-- Begin Records shown --

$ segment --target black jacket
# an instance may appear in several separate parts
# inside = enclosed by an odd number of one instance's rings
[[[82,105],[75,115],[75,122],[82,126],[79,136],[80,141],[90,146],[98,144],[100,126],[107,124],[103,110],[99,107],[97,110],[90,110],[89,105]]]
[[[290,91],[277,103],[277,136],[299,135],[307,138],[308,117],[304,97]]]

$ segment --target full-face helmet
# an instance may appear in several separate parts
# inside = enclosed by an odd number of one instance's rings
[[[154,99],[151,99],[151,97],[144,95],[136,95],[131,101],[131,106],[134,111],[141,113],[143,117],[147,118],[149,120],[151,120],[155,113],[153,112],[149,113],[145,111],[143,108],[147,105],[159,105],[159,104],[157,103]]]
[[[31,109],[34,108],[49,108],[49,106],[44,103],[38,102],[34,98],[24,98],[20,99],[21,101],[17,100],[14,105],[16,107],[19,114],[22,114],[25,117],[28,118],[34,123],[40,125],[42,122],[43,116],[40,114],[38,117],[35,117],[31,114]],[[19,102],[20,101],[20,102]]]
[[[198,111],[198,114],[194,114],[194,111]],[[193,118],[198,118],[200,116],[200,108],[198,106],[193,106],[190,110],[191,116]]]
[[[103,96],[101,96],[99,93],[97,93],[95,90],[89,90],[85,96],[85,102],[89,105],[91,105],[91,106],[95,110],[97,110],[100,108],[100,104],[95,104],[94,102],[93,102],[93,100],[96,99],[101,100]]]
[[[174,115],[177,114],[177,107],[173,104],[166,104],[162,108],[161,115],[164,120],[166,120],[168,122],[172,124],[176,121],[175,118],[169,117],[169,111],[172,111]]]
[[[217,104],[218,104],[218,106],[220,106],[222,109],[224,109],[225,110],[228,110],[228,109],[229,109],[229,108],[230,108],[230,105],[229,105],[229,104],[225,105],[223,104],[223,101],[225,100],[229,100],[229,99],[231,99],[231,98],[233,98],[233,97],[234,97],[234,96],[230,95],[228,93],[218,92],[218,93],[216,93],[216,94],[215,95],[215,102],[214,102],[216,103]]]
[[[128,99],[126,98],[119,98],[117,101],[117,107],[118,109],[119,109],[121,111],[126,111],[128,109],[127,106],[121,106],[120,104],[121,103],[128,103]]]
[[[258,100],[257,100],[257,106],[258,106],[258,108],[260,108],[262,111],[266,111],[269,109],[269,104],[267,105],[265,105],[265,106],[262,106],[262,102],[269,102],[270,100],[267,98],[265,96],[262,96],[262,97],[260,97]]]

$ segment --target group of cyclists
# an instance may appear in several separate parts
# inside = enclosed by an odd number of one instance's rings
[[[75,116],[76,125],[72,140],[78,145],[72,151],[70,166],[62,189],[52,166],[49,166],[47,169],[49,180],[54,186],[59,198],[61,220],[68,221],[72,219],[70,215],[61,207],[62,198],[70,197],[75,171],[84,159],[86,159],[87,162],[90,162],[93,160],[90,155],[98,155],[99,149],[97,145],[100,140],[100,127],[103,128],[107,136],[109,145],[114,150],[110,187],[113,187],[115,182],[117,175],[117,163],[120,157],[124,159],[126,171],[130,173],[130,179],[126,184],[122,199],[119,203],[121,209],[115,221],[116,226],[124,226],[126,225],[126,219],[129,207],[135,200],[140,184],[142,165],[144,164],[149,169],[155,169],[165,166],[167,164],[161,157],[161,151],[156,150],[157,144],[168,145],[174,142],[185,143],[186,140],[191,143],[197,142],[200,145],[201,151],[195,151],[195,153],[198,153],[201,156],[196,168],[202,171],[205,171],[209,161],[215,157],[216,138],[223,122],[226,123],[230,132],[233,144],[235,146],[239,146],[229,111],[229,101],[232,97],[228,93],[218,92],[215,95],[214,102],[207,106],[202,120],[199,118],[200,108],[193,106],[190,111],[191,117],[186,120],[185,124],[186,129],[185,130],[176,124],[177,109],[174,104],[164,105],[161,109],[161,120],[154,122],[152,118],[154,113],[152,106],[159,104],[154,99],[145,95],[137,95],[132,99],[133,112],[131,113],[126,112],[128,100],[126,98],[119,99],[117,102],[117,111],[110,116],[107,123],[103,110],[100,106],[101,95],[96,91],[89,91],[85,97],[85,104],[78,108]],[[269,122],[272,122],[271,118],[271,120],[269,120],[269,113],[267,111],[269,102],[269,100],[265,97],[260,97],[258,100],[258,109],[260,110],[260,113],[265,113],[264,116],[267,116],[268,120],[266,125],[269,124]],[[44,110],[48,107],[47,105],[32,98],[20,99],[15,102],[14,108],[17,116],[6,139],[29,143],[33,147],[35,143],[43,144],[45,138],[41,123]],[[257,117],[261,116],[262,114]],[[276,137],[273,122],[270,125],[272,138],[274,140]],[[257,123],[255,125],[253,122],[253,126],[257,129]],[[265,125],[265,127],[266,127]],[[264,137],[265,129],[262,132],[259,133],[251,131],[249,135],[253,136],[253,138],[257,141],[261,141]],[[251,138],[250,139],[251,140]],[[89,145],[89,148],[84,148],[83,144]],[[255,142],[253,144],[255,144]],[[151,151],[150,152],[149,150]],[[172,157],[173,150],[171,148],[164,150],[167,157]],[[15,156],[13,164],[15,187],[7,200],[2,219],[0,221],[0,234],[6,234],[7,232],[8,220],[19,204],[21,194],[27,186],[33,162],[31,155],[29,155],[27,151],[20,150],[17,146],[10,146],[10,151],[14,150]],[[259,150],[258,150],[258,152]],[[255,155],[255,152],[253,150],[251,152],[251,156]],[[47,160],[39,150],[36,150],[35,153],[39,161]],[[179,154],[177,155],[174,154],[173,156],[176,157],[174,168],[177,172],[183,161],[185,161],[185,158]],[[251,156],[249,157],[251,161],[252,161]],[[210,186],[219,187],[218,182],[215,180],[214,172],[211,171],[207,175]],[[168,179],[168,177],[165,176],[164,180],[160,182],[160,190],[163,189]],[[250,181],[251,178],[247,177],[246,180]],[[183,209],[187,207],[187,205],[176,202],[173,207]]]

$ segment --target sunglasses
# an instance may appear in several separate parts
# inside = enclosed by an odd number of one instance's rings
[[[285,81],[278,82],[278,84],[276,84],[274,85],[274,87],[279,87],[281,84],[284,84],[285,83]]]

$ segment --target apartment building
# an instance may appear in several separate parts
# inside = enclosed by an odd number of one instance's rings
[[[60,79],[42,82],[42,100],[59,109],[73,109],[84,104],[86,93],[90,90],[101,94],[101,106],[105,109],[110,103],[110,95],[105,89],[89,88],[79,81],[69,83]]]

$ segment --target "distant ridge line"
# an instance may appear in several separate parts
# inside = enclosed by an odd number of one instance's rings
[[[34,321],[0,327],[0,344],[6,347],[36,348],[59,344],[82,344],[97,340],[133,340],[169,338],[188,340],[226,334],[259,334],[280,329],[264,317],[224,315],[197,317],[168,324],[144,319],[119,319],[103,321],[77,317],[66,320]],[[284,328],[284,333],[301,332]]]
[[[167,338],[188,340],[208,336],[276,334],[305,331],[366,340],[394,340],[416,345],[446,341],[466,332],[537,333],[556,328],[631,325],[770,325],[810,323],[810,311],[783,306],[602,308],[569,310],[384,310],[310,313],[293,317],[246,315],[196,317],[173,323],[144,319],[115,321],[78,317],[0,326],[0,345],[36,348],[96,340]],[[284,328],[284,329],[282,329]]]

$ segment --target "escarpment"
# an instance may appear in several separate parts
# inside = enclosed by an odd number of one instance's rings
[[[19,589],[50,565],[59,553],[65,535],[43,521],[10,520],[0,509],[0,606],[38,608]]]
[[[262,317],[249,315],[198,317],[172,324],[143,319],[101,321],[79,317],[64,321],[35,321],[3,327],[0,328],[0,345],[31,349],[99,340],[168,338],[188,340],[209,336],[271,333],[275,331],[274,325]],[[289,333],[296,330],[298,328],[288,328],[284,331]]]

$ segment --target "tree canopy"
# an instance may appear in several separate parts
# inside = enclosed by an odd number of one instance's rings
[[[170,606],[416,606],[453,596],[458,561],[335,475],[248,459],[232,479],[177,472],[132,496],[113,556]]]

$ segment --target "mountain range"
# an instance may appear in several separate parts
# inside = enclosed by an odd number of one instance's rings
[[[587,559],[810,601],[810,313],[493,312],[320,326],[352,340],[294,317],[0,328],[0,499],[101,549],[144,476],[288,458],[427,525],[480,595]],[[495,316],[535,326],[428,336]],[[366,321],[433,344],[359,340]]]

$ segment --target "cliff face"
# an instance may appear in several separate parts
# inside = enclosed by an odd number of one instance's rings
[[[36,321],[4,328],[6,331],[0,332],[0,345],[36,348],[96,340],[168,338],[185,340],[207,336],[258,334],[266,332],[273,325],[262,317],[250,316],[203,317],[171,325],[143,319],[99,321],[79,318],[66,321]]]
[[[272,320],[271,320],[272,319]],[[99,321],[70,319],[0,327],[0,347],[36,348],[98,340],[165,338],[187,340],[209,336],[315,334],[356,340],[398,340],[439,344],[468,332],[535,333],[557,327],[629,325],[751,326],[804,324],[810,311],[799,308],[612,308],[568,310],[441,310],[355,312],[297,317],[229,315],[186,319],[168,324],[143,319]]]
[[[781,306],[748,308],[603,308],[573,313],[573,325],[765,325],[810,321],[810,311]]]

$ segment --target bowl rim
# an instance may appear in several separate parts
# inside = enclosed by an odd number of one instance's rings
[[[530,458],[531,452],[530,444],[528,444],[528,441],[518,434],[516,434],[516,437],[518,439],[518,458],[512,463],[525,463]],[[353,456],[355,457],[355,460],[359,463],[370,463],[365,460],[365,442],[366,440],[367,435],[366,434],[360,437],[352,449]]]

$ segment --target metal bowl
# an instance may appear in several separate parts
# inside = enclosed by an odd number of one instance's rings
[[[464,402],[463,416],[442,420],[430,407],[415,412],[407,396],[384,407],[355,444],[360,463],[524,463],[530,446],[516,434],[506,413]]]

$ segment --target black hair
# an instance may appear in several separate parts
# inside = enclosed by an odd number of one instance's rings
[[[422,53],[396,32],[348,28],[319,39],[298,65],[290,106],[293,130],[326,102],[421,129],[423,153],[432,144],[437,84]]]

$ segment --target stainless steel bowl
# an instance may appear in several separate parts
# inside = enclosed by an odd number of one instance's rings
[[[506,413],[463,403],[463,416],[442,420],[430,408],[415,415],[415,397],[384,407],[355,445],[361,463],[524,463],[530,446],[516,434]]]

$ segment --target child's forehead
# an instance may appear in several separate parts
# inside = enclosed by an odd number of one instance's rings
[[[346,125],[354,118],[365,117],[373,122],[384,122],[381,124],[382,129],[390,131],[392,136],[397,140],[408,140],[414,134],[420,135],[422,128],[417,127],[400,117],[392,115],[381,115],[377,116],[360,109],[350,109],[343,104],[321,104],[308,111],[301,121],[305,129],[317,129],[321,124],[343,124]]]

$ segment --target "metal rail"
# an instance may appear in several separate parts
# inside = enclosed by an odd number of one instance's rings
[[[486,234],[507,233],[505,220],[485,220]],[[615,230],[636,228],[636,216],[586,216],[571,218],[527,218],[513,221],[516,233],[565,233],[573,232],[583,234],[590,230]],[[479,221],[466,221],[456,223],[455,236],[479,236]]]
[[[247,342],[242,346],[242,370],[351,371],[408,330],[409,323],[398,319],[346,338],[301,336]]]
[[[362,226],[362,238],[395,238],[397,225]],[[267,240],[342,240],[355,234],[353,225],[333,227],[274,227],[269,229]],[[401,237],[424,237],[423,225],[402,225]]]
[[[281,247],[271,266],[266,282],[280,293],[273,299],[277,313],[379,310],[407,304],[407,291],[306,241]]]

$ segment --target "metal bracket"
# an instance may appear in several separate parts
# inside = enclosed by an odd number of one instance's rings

-- End Records shown --

* Your objective:
Which lines of the material above contain the word "bowl"? Show each one in full.

* Completed exercise:
$ segment --target bowl rim
$ segment --target metal bowl
$ segment --target stainless steel bowl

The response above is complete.